# [Work to do]
Convert each line of the material below into a string in a JSON list, skipping any blank lines.

# [Records for the exercise]
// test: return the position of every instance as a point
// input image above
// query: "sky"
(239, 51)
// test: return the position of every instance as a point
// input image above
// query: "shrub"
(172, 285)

# [Response]
[
  "// test: return the position of every instance as a point",
  "// input image above",
  "// query: \"sky\"",
  "(239, 51)",
  "// test: return the position of every instance as a point",
  "// input image above",
  "// query: \"shrub\"",
  "(172, 285)"
]